The new case is the first to go to trial in a grouping of 150 similar cases, and there are more than 760 lawsuits pending in U.S. District Court in San Francisco. According to the advocacy group U.S. Right to Know, there are more than 11,000 cases against Monsanto in the broader United States, alleging that Roundup exposure causes non-Hodgkin’s lymphoma.

Roundup first came on the market in 1974 and is still sold today.

In his opening statement Thursday, the couple's lead attorney Brent Wisner told a 12-person jury that the likelihood of both of his clients being diagnosed with the same type of lymphoma, in this case a diffuse large B-cell lymphoma, is 1 in 20,500.

Wisner estimated that the Pilliods sprayed 1,500 gallons of Roundup over the course of 35 years.

“Monsanto keeps telling the world that this is stuff is safe, that it doesn't cause cancer,” Wisner said. “When you look at the evidence objectively, no one agrees with them.”

Monsanto’s counsel, Tarek Ismail, argued in his opening statement that both of the Pilliods had serious prior health risks: A history of prior cancer, autoimmune diseases and years of smoking. He said these risk factors make it impossible to determine the cause of the couple's cancers.

----------

# Work to complete
Please write the next part of the news text above about the Roundup cancer trial, continuing from where it stops.

[Stored data entries]

----------

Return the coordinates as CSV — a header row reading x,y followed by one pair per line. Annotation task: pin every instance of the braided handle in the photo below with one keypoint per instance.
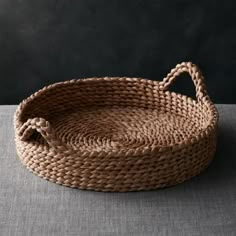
x,y
194,72
43,127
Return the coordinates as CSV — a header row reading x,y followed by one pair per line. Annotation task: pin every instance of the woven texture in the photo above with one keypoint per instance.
x,y
117,134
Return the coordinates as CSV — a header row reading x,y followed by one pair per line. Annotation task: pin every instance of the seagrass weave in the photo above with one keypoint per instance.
x,y
117,134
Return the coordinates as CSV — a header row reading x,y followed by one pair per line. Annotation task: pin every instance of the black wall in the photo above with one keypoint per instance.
x,y
45,41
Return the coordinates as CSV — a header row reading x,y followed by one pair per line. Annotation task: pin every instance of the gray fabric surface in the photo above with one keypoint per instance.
x,y
205,205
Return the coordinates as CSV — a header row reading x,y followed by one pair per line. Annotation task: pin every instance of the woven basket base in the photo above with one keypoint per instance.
x,y
109,128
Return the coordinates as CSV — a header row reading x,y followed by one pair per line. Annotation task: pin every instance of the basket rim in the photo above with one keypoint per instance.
x,y
132,151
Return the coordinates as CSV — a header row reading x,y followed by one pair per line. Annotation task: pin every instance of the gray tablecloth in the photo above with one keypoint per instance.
x,y
205,205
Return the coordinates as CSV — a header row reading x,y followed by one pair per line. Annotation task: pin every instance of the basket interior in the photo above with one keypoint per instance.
x,y
117,114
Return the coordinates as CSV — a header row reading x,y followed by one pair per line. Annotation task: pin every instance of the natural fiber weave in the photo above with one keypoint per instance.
x,y
117,134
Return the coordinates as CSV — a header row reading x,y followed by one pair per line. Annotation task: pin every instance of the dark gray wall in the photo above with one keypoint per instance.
x,y
45,41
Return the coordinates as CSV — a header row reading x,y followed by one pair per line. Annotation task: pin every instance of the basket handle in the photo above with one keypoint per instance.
x,y
43,127
194,72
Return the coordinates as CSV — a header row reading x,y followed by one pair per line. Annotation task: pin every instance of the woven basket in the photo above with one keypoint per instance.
x,y
117,134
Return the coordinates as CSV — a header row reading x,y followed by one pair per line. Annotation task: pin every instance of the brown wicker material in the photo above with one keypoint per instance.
x,y
117,134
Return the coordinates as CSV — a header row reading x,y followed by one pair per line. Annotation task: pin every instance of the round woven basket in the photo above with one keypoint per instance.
x,y
117,134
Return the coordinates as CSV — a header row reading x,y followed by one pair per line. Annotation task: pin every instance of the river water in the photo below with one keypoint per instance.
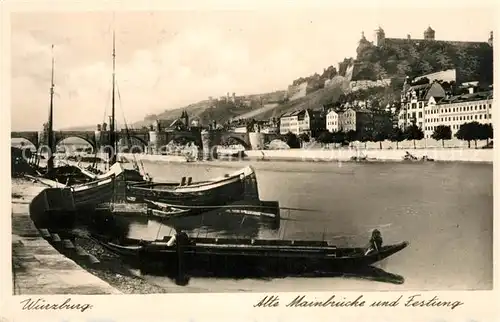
x,y
445,211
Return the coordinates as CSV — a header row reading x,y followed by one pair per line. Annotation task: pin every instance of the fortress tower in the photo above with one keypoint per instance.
x,y
429,34
379,36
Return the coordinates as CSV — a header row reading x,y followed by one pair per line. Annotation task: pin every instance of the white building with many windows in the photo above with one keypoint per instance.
x,y
457,110
289,122
333,121
414,100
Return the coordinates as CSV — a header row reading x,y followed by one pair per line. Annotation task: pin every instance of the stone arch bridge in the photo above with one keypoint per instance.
x,y
98,139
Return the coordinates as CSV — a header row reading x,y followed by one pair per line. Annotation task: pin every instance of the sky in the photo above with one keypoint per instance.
x,y
168,59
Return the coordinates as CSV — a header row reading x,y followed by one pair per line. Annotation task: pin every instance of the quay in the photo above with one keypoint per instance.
x,y
37,267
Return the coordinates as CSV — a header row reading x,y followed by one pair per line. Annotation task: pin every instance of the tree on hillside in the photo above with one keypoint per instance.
x,y
442,132
413,132
396,135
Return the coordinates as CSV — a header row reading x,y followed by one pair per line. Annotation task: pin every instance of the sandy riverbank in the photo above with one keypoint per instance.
x,y
448,155
334,155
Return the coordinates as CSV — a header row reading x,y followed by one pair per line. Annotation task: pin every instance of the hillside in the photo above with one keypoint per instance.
x,y
398,58
221,112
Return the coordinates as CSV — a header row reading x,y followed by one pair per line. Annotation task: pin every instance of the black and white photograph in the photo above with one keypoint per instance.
x,y
314,149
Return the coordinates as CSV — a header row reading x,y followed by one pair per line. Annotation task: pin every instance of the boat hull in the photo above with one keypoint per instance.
x,y
240,256
200,196
93,193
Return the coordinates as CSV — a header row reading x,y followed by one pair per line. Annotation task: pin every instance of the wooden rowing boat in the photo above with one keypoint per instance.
x,y
241,185
165,211
208,253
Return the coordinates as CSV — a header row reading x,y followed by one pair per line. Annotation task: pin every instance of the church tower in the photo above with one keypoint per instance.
x,y
429,34
379,36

----------

# Task response
A debate has continued for years about whether or not the active ingredient in Roundup, glyphosate, is carcinogenic. Regulatory bodies worldwide, including the federal Environmental Protection Agency, Health Canada and the European Food Safety Authority have said that glyphosate does not cause cancer. However, in 2015 the International Agency for Research on Cancer, part of the World Health Organization, categorized the substance as a “probable carcinogen.”

The burden will rest on Wisner and his team to prove that Roundup can cause cancer and that the weed killer was a contributing factor in the development of the Pilliods’ cancer. In opening statements that lasted more than two and a half hours, Wisner outlined how the plaintiffs would maneuver the science-heavy trial. His approach was similar to the approach of plaintiffs in the other two cases.

To prove that Roundup is carcinogenic, Wisner said he would highlight studies done on rodents, cell studies and epidemiological evidence. Monsanto’s attorneys said that the company and independent researchers have done many studies to verify that glyphosate and the Roundup formulation are safe.

The trial is expected to last about a month. Witness testimony begins April 2.